TASK STATEMENT
Nothing but an exact repetition of the listing should be returned.

SUPPLIED MATERIAL
***
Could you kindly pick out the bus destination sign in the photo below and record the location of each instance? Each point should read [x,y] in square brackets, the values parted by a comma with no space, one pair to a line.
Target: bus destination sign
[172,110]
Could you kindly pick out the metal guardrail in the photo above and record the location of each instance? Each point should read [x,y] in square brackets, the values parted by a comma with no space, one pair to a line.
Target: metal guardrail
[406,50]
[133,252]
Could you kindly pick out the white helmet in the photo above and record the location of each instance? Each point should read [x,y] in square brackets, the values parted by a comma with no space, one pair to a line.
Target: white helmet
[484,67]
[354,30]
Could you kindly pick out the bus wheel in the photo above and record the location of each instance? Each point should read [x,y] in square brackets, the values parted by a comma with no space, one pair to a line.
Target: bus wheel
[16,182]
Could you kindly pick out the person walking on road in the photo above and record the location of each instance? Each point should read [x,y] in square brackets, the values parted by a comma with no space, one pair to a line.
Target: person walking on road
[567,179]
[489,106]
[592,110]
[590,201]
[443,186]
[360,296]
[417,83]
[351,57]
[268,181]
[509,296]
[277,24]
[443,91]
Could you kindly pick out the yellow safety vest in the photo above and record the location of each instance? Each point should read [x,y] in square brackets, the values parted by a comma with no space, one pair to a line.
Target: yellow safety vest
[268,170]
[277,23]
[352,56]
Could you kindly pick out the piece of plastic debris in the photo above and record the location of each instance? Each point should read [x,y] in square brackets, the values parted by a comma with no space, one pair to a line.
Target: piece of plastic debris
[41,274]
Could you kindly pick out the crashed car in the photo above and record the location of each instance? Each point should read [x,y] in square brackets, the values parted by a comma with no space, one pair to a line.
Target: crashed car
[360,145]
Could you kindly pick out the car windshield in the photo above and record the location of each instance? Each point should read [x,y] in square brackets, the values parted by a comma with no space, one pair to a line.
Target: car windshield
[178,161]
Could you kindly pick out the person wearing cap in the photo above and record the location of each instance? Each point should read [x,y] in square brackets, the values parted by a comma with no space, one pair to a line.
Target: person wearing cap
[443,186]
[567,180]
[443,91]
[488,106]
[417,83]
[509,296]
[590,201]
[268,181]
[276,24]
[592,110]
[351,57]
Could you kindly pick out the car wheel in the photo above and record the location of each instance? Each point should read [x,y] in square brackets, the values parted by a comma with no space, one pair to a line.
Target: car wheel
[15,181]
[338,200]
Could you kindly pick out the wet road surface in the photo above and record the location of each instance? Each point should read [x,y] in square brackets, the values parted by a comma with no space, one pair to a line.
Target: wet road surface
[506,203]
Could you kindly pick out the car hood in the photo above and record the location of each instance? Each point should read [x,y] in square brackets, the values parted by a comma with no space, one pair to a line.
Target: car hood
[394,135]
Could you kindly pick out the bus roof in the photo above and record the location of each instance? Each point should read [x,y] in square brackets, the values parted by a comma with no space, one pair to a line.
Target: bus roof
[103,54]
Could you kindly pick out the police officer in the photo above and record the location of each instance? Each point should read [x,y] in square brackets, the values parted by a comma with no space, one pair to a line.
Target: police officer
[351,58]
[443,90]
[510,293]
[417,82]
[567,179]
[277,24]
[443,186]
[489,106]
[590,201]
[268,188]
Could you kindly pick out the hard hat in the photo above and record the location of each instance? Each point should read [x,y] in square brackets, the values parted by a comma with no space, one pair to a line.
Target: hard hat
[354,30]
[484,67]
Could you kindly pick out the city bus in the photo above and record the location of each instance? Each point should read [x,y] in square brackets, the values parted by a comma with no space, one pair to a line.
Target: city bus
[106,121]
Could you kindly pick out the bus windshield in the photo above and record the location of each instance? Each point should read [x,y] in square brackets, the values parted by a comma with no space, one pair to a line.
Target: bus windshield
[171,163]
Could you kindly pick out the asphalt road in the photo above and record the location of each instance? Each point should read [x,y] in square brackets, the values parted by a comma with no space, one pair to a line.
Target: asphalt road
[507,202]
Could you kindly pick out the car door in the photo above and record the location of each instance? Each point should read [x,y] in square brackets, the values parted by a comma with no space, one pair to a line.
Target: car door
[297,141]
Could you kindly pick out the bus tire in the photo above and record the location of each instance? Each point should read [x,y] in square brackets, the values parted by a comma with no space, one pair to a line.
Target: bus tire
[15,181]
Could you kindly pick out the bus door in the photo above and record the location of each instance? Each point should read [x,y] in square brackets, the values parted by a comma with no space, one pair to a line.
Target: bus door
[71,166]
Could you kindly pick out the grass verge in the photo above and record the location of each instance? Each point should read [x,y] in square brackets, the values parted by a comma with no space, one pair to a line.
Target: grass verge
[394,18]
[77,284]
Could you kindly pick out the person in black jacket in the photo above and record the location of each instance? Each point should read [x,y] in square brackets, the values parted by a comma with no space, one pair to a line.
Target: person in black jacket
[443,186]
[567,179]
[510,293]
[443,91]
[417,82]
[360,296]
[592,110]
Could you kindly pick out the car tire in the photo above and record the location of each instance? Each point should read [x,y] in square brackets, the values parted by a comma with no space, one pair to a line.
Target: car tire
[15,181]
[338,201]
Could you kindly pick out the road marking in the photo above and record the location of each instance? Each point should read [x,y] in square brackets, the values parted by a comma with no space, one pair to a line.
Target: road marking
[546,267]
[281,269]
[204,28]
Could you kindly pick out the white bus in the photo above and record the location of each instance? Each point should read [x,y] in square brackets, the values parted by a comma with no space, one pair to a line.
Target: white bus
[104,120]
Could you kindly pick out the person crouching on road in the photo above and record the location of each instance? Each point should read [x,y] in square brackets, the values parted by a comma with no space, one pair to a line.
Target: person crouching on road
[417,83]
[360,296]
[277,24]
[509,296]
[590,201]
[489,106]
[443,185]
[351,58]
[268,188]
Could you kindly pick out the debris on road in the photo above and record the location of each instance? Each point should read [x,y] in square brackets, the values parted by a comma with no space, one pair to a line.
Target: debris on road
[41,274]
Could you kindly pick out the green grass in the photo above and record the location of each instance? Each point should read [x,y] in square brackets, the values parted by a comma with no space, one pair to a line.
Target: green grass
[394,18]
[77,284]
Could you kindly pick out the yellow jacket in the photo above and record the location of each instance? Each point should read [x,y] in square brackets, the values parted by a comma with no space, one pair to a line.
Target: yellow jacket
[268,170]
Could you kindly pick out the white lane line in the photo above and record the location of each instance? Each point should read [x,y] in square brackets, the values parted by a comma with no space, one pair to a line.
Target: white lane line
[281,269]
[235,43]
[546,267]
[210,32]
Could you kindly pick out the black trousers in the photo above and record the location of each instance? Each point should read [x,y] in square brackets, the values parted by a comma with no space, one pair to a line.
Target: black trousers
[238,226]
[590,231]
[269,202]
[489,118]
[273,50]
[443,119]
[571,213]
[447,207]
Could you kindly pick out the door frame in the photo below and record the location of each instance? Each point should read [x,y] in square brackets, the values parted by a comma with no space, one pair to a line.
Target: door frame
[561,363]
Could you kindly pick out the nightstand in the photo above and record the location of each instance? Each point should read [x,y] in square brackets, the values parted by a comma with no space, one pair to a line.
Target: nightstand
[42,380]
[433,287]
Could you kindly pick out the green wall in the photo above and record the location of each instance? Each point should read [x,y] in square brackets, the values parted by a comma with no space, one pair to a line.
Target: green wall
***
ANSWER AREA
Could you kindly pick out the bus destination sign in the photo below and record the location of each instance? Each point should read [x,y] in square brackets, the values parted by a comma with no space, one pair to a line.
Target: bus destination sign
[172,110]
Could you kindly pick out the metal guardrail in the photo above and record the location of each instance? Each point should read [x,y] in square brackets, the values parted by a comma with no space, one pair to a line.
Target: metal guardrail
[406,50]
[133,252]
Could you kindly pick out the white helmet in the photo above and record the location of each instance? Each point should read [x,y] in square brackets, the values parted by a comma with no space, one pair to a line.
Target: white helmet
[484,67]
[354,30]
Could you kindly pick out the bus wheel in the photo above and record the location of each instance? Each point should read [x,y] in square brackets, the values parted by a comma with no space, one pair to a line.
Target: bus wheel
[16,182]
Could you kindly pick out the person walking on road in the photo above and record the location of each instance? Each point should read [x,y] in square brackets, the values parted by a comma with no space, one pair to a line.
Target: person walking on road
[567,179]
[489,106]
[592,110]
[590,201]
[443,186]
[360,296]
[417,83]
[351,57]
[268,181]
[509,296]
[277,24]
[443,91]
Could you kindly pick out the yellow safety vest in the photo above and record the location of each instance? Each point should read [x,y] in square brackets, the values parted by a comma with no space, one pair to a line.
Target: yellow safety vest
[268,170]
[277,23]
[352,56]
Could you kindly pick out the piece of plastic debris in the photo above and record the location of each instance? Each point should read [x,y] in square brackets, the values parted by a comma with no space, one pair to a line.
Target: piece of plastic debris
[41,274]
Could you kindly pick out the crashed car in the photo above and record the location of each instance? Each point should read [x,y] in square brackets, the values parted by a comma with no space, one pair to a line.
Target: crashed car
[360,145]
Could you kindly pick out the car windshield in the photo above and record the location of each instance? Each point should read [x,y] in square brackets, the values parted by a comma with no space, one pair to a line.
Target: car windshield
[178,161]
Could you kindly pick out the person wearing cap in the photo above and record the location of each instance? Each point should read [x,y] in square brackets, the values parted by a comma with no space, one pair to a line.
Target: person wearing cap
[443,186]
[567,180]
[443,91]
[488,106]
[417,83]
[509,296]
[590,201]
[268,181]
[276,24]
[592,110]
[351,57]
Could you kindly pick out the car wheel in the photo above and record the location of each instance? Each point should read [x,y] in square brackets, the values parted by a comma with no space, one pair to a line.
Target: car wheel
[15,181]
[338,200]
Could you kindly pick out the wet road surface in the photo above and record the location of each instance? Each point should read [x,y] in square brackets, the values parted by a comma with no space, one pair to a line.
Target: wet road surface
[506,203]
Could you kindly pick out the car hood in the photo above and record the location of each instance? Each point should read [x,y] in square brackets, the values parted by a comma with no space, one pair to a line.
Target: car hood
[394,135]
Could you kindly pick out the bus roof in the photo above and record the location of each instance? Each point should read [x,y] in square brackets, the values parted by a comma with no space, one pair to a line.
Target: bus roof
[103,54]
Could you kindly pick out the police officer in the photo above and record the location of each instance? Each point should read [x,y] in square brackets, the values parted by a comma with no space, one pair to a line.
Target: police officer
[351,58]
[443,90]
[510,293]
[417,82]
[567,179]
[277,24]
[443,186]
[489,106]
[590,201]
[268,188]
Could you kindly pick out the hard hat in the photo above and record the location of each instance? Each point should read [x,y] in square brackets, the values parted by a comma with no space, one pair to a line.
Target: hard hat
[354,30]
[484,67]
Could you kindly pick out the city bus in the photo above and record the location of each instance? Each point should read [x,y] in square brackets, the values parted by a comma with no space, one pair to a line.
Target: city bus
[106,121]
Could you kindly pick out the bus windshield in the photo above and record the location of each instance? Each point should read [x,y] in square brackets, the values parted by a comma with no space, one pair to a line.
Target: bus windshield
[171,163]
Could you kindly pick out the asphalt road in the photo above and record the location of each instance? Each point should read [x,y] in square brackets, the values parted by a comma with no space, one pair to a line.
Target: asphalt road
[507,202]
Could you kindly pick out the car door in the photo above and record the location of each instance? Each point should read [x,y] in square brackets, the values parted by a comma with no space, one pair to a line.
Target: car door
[297,141]
Could you kindly pick out the bus tire in the photo above and record the location of each instance? Each point should read [x,y] in square brackets, the values parted by a comma with no space, one pair to a line.
Target: bus tire
[15,181]
Could you kindly pick out the bus door in the photo above and record the location of each instance? Each point should read [x,y] in square brackets, the values parted by a comma with no space, one pair to a line.
Target: bus door
[71,166]
Could you kindly pick out the grass verge in the photo above and record the location of each instance? Each point should read [x,y] in square brackets, the values parted by a comma with no space, one pair to a line.
Target: grass verge
[394,18]
[77,284]
Could you kindly pick out the person in black jacket in the photo above and record the location of each instance? Each point should read [x,y] in square brackets, the values parted by a comma with no space, one pair to a line.
Target: person in black jacket
[443,186]
[567,179]
[510,293]
[443,91]
[417,82]
[360,296]
[592,110]
Could you kindly pick out the car tire in the photo above and record the location of each instance? Each point should read [x,y] in square brackets, the values parted by a comma with no space, one pair to a line.
Target: car tire
[15,181]
[338,201]
Could you kindly pick out the road marking in the photo above and record the location of each instance? Each point should read [x,y] in square brackets, the values parted by a comma with no space, one pair to a line.
Target: road marking
[546,267]
[281,269]
[204,28]
Could you kindly pick out the white bus in the photo above and record the location of each instance? Each point should read [x,y] in square brackets, the values parted by a comma with no space, one pair to a line.
Target: white bus
[104,120]
Could you kindly pick out the person crouching on road in the photo above and record the location of each instance? Each point should read [x,y] in square brackets, the values parted by a comma with no space, one pair to a line.
Target: person crouching on road
[417,83]
[360,296]
[277,24]
[509,296]
[590,201]
[489,106]
[443,185]
[351,58]
[268,188]
Could you kindly pick out the debris on road in the photo above and record the location of each instance? Each point should read [x,y] in square brackets, the values parted by a comma with no space, one pair to a line.
Target: debris on road
[41,274]
Could you kindly pick out the green grass in the photo above and record the location of each instance? Each point should read [x,y] in square brackets, the values parted by a comma with no space, one pair to a line.
Target: green grass
[394,18]
[77,284]
Could you kindly pick out the yellow jacket in the photo above and record the location of each instance? Each point should read [x,y] in square brackets, the values parted by a comma with no space, one pair to a line.
Target: yellow jacket
[268,170]
Could you kindly pick out the white lane line in the photo above and record the location of each instance? Each point should read [x,y] in square brackets, the values parted by a comma with no space, one pair to a line.
Target: white lane line
[281,269]
[235,43]
[546,267]
[210,32]
Could you kindly pick out the black trousers in the photo above and record the location of each instance? Each point should read [x,y] in square brackets, the values parted by a comma with no space, one pair to a line.
Target: black trousers
[238,226]
[590,231]
[269,202]
[489,118]
[273,50]
[443,119]
[571,213]
[447,207]
Could you kindly pick out the door frame in the photo below and record the location of each instance? Each point should read [x,y] in square brackets, the values parted by a comma with no space, one pair to a line.
Target: door frame
[561,363]
Could you kindly pick out the nightstand in the photo above and record the location of each instance? Each point should read [x,y] in square brackets, the values parted by a comma with no space, one pair to a line.
Target: nightstand
[42,380]
[433,287]
Could you kindly pick out the green wall in the photo above and record the location of each instance? Each point should read [x,y] in square brackets, the values parted by a comma with no space, one pair to a line.
Target: green wall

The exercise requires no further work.